_What is needed_:
Collect every line in the items below that contains the string "flower", treating uppercase and lowercase as different. Copy each matching line in full.

=== Data entries ===

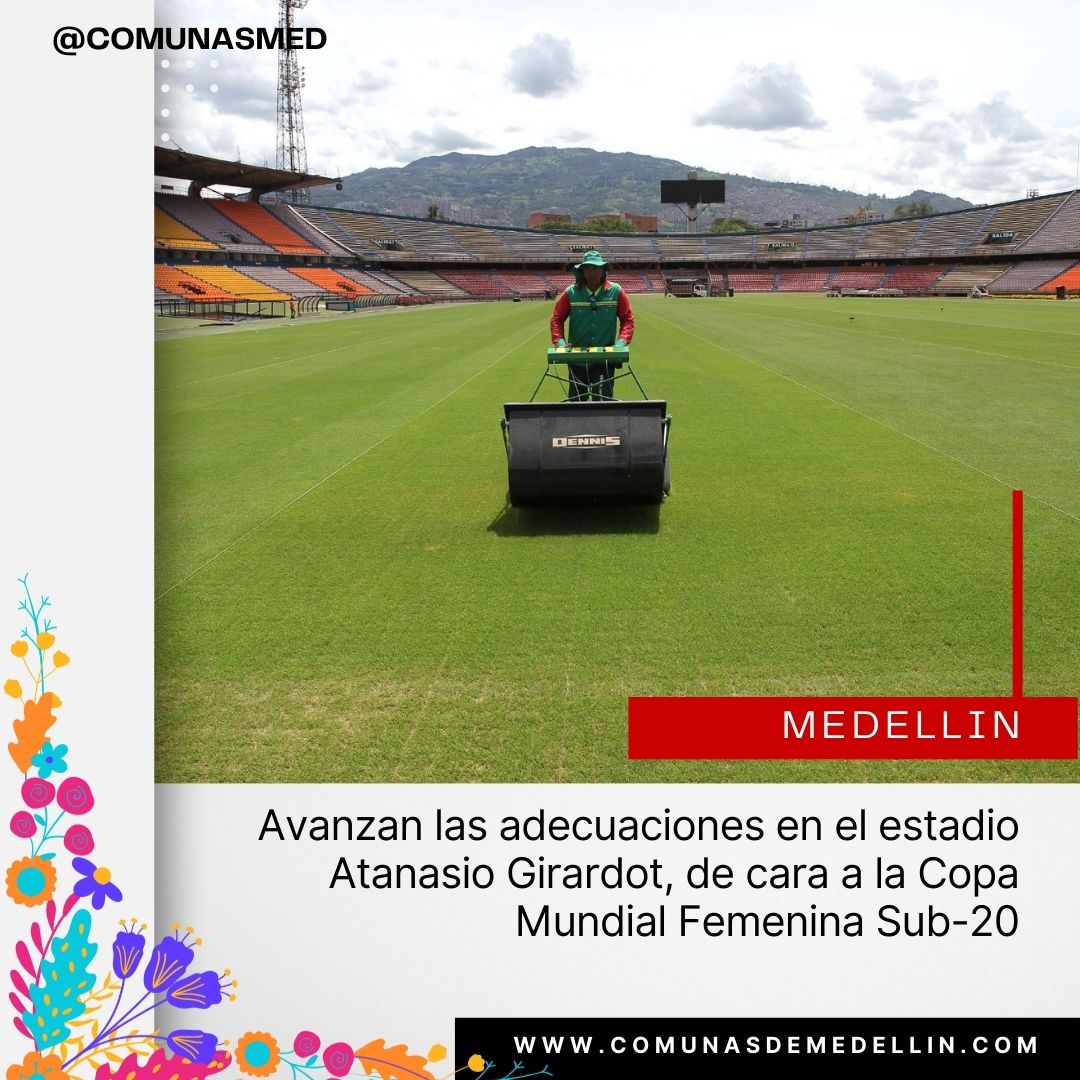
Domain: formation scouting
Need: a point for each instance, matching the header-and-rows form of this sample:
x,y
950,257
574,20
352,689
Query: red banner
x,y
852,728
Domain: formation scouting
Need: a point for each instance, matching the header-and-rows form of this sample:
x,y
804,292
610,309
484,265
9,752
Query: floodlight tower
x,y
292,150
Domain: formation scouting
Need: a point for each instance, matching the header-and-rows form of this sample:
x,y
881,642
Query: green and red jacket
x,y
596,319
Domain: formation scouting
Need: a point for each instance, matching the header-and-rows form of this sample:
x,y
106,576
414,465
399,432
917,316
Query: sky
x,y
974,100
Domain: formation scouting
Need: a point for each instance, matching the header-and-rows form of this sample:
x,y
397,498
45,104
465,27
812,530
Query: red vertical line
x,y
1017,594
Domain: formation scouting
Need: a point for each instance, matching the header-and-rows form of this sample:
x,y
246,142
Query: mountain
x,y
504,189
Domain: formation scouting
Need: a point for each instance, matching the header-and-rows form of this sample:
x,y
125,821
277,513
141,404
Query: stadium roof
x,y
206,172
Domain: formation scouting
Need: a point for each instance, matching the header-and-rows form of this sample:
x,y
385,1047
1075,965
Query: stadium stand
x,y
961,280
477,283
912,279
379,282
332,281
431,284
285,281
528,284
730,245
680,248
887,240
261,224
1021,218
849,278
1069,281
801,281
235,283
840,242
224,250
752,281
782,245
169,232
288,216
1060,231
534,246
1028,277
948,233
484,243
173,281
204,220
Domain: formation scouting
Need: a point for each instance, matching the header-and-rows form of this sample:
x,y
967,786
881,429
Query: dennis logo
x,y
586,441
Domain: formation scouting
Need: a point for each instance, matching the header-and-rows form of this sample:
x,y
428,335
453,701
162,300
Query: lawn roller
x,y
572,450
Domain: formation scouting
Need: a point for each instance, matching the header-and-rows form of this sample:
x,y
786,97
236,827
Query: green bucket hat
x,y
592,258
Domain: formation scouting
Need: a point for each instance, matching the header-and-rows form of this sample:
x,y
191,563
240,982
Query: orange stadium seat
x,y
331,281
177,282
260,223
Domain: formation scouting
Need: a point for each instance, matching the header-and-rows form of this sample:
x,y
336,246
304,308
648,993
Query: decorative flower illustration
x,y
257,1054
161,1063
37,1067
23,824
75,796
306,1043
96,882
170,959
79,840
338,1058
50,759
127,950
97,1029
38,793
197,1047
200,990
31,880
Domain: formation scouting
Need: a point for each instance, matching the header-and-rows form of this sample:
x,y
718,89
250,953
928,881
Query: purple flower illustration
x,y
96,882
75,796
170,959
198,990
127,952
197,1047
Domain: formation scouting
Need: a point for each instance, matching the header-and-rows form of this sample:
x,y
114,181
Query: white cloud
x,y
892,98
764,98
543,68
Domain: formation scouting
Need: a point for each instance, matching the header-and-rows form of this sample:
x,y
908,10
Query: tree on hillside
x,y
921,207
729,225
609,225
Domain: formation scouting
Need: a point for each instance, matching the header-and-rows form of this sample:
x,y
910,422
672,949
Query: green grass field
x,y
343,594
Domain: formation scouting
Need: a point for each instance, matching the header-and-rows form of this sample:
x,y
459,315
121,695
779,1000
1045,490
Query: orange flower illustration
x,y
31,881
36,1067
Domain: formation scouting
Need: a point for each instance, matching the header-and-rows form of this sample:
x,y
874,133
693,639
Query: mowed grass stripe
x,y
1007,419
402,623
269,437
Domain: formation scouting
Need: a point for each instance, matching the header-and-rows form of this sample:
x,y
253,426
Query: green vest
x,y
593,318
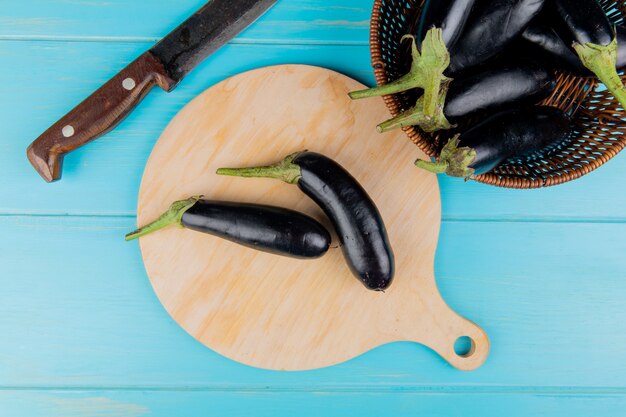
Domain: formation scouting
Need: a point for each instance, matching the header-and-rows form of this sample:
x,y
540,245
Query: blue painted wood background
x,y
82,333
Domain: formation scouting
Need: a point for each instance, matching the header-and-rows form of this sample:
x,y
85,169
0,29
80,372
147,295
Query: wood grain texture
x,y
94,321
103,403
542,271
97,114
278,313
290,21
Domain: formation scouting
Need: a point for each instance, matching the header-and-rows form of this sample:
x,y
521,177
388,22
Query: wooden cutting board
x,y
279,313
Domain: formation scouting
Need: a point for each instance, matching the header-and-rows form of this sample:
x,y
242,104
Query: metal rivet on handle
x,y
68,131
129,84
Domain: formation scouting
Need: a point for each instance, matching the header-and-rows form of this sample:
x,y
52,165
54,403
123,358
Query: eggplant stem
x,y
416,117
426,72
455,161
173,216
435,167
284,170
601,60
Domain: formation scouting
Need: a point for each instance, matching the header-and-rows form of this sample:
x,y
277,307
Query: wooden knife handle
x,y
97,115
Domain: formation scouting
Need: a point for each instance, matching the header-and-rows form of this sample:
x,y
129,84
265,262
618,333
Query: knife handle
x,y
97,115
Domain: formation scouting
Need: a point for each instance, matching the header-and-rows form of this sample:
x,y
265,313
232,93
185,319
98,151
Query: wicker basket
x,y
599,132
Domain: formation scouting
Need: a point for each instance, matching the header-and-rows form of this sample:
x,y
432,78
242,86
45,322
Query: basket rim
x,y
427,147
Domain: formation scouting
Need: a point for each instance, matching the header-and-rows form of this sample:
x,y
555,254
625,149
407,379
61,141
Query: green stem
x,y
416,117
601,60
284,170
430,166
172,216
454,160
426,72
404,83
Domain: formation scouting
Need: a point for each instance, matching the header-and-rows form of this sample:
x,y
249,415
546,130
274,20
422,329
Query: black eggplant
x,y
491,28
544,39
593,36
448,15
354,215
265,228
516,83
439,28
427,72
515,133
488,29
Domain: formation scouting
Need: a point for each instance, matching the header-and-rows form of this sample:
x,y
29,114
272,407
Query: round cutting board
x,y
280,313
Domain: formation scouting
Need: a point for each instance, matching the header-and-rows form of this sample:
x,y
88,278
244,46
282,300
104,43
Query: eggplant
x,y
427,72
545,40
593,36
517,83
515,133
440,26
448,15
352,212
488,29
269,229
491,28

===
=== Data entries ===

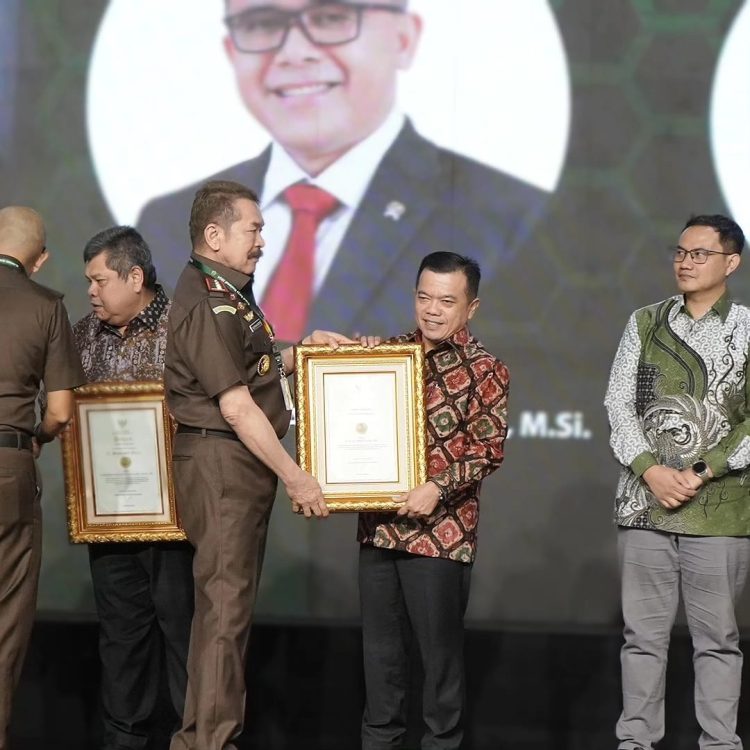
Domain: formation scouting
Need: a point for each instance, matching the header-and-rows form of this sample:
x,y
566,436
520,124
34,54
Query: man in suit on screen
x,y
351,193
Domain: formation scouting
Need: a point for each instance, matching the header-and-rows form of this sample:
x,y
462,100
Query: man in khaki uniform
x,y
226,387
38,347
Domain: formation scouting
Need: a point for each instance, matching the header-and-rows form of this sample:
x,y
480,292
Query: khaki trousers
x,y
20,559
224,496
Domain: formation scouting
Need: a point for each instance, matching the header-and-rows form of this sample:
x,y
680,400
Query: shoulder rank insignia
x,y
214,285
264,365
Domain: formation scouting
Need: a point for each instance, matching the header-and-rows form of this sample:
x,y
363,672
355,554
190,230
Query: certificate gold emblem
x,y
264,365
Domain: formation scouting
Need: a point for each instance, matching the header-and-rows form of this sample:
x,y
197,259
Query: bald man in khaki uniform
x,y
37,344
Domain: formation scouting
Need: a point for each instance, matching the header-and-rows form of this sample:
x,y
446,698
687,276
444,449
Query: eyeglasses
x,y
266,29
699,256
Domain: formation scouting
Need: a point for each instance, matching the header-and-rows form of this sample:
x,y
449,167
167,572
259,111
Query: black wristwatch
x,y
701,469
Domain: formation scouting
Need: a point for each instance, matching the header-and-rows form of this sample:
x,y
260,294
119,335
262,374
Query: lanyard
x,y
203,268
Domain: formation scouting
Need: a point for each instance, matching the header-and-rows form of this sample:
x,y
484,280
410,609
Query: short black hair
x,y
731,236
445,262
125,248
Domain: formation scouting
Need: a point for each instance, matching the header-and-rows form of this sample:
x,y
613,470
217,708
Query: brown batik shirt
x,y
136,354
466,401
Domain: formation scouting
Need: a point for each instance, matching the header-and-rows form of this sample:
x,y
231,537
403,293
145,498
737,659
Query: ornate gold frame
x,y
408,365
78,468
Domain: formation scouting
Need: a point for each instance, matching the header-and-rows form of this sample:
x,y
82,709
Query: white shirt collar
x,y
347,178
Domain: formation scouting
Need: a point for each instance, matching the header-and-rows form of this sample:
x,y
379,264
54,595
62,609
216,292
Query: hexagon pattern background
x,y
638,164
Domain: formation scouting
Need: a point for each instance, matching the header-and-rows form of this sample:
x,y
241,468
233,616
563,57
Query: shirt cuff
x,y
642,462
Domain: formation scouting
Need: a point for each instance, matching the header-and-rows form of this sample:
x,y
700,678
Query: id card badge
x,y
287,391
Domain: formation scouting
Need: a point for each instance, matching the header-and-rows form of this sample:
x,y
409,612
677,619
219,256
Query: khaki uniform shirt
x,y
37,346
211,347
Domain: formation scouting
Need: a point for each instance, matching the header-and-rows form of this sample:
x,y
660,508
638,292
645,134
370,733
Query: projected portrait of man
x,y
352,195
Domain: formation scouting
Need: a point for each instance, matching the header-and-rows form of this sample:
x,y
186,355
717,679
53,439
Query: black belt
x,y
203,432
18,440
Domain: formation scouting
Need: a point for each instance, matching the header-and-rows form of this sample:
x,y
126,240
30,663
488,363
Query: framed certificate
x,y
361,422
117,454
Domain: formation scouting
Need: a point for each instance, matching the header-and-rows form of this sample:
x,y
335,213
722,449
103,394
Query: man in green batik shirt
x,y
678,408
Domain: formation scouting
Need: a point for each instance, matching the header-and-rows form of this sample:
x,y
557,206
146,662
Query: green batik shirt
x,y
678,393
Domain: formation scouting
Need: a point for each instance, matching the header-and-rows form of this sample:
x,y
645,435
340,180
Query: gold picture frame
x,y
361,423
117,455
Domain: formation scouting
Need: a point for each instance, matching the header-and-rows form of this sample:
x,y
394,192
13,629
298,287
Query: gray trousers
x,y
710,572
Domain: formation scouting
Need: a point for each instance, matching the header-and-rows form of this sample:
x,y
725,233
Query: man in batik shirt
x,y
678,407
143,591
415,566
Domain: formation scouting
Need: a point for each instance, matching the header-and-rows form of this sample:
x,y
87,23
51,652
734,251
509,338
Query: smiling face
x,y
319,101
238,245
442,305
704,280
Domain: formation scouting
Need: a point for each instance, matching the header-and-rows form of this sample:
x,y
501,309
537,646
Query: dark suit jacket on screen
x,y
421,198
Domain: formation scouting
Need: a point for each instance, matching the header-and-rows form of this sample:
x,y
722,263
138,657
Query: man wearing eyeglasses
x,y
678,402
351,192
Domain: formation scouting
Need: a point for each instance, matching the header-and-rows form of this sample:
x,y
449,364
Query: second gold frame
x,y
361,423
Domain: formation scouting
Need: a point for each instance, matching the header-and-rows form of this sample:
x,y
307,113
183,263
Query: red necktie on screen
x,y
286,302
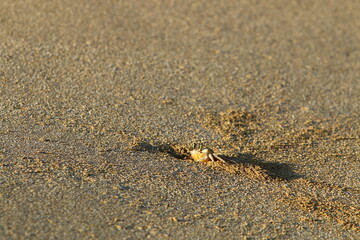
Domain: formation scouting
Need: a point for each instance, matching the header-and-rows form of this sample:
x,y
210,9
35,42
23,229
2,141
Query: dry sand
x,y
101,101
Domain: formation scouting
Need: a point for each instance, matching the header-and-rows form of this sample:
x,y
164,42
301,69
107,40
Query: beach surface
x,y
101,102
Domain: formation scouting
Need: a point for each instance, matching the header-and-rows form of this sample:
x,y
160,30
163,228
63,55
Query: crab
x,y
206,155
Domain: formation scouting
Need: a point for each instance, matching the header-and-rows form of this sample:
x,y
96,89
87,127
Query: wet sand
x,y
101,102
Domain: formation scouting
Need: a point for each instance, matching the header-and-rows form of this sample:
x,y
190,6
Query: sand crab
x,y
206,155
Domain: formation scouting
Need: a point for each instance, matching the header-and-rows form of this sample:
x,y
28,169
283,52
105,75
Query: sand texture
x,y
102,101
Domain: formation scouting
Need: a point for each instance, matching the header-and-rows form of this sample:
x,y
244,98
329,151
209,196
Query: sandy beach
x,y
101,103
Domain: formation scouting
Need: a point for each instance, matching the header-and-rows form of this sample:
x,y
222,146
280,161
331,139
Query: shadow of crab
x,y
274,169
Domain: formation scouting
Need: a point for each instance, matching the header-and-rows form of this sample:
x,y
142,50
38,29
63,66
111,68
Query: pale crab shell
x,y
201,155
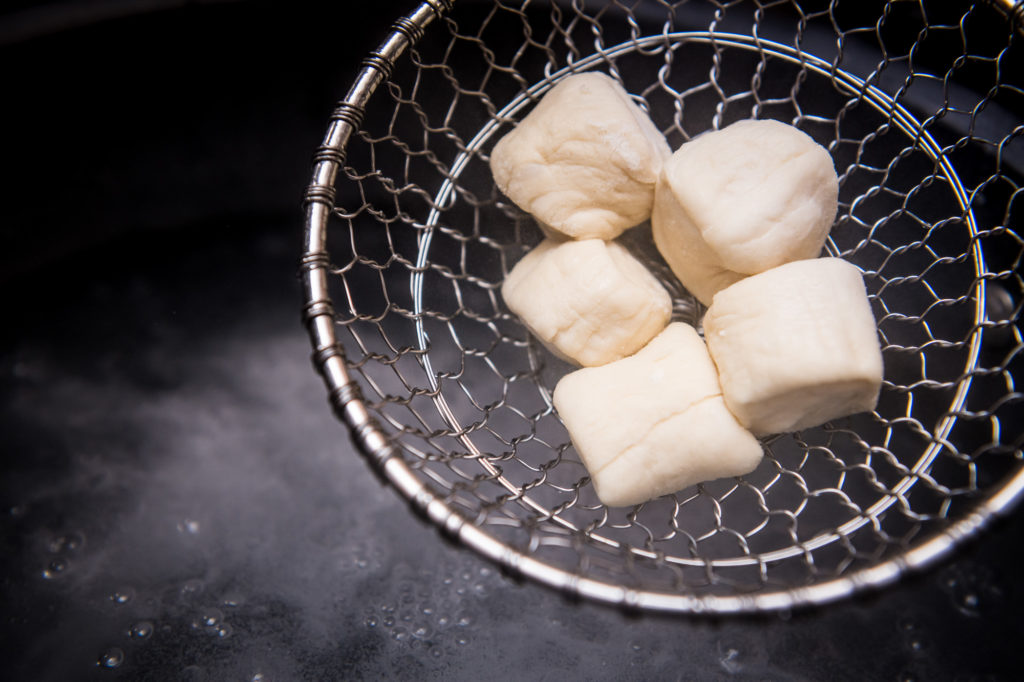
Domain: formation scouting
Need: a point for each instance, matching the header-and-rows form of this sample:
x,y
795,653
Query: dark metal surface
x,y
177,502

===

_Completed task_:
Query: decorative flower illustration
Query: purple flower illustration
Query: orange flower illustration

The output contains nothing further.